= REQUIRED ACTIONS =
• a. In the passage on CNN below, decide whether each statement agrees with it: (i) CNN started in 1980; (ii) Henry Farrell's Washington Post piece mentions Turner; (iii) Pierre Omidyar paid $250 million for the Post. Answer yes or no for each and quote the words of the passage that decide it.
• b. Retype the passage on CNN word for word, from "Turner’s CNN used" up to and including "on the internet.".

= PROVIDED TEXT =
It started
in 1980 with a manic idealist’s most idealistic dream, CNN, the Cable News
Network, as conceived by Ted Turner, would be the global television news channel which would bring to the world,
if not peace and harmony, civility and as he titled his made-for-TV, almost-Olympic
games, Goodwill. CNN was meant to
change the world, to a place which had no “foreign” countries, and it did and
it didn’t.
Turner’s CNN used traditional
journalistic values and the latest communications and video technology to show
the people of the world the reality, in particular and in general, they live
in.
A shambolic
piece in the Washington Post by Henry
Farrell, an associate professor of political science
and international affairs at George Washington University, somehow never
mentions Turner in his analysis of the “big
news for journalism,” that eBay founder Pierre Omidyar is jumping into the news
business. Omidyar has hinted he’s ready
to match the $250 million Jeff Bezos paid for the Post to fund his own new
venture into news on the internet.

= RECORDS SUPPLIED =
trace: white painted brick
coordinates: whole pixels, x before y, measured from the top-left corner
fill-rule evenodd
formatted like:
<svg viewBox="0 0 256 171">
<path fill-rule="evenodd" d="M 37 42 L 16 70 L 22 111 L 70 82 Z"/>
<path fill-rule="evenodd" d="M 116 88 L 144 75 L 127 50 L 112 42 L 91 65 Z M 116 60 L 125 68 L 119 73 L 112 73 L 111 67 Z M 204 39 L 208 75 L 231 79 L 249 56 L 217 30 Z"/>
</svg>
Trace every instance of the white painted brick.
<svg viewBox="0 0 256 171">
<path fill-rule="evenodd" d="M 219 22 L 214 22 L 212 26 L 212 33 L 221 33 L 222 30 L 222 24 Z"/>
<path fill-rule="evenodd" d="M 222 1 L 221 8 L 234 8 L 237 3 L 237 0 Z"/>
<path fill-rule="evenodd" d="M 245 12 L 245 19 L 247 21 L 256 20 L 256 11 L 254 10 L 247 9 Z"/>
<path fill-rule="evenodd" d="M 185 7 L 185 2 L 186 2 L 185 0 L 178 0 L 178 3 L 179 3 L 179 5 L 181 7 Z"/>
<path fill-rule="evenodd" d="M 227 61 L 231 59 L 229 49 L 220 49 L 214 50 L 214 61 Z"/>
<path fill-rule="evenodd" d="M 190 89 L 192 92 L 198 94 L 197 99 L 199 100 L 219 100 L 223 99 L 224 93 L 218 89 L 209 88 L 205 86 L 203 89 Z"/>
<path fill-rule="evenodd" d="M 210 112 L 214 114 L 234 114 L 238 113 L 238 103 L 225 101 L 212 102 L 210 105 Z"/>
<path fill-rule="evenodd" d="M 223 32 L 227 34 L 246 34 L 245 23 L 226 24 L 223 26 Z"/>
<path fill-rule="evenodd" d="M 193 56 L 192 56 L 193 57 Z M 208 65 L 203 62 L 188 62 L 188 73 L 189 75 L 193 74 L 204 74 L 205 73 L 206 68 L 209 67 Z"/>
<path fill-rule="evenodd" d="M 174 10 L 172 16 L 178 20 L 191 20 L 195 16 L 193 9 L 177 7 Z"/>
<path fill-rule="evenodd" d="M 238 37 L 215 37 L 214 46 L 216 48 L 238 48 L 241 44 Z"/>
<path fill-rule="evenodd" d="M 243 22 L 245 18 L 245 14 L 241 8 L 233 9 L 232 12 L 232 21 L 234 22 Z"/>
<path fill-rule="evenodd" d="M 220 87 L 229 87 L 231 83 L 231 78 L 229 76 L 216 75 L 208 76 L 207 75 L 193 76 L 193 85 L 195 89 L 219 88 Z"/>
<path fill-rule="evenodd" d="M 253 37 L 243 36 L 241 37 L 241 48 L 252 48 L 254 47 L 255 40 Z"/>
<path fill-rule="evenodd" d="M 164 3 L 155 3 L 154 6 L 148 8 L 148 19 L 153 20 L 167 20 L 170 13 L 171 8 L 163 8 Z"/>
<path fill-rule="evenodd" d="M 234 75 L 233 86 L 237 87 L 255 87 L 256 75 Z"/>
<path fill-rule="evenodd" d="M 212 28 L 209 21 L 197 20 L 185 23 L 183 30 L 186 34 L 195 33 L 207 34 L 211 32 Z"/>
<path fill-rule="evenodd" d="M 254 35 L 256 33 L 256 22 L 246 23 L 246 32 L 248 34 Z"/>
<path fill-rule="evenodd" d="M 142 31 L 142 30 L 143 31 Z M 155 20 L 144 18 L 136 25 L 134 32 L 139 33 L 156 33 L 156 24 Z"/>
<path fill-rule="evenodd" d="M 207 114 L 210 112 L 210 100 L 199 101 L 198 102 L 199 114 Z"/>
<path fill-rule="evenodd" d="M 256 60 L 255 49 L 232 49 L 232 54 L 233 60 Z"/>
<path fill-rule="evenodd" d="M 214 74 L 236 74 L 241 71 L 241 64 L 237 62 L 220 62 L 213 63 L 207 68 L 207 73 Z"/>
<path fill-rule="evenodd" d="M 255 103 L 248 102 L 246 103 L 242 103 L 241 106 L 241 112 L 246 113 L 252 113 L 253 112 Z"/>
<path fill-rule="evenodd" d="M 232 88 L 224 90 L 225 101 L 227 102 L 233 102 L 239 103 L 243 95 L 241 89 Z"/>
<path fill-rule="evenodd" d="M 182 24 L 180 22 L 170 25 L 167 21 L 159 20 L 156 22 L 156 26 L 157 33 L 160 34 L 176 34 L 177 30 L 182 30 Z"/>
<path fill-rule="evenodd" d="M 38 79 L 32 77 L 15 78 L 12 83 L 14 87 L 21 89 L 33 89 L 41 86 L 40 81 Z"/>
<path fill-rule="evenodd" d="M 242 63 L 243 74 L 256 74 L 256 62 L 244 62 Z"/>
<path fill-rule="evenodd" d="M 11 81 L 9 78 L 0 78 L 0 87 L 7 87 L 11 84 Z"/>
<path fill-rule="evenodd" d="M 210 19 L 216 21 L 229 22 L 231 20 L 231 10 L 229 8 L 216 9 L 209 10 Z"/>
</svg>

= SOLUTIONS TO THE TASKS =
• a.
(i) Yes: "It started in 1980"
(ii) No: "somehow never mentions Turner"
(iii) No: "the $250 million Jeff Bezos paid for the Post"

• b.
Turner’s CNN used traditional
journalistic values and the latest communications and video technology to show
the people of the world the reality, in particular and in general, they live
in.
A shambolic
piece in the Washington Post by Henry
Farrell, an associate professor of political science
and international affairs at George Washington University, somehow never
mentions Turner in his analysis of the “big
news for journalism,” that eBay founder Pierre Omidyar is jumping into the news
business. Omidyar has hinted he’s ready
to match the $250 million Jeff Bezos paid for the Post to fund his own new
venture into news on the internet.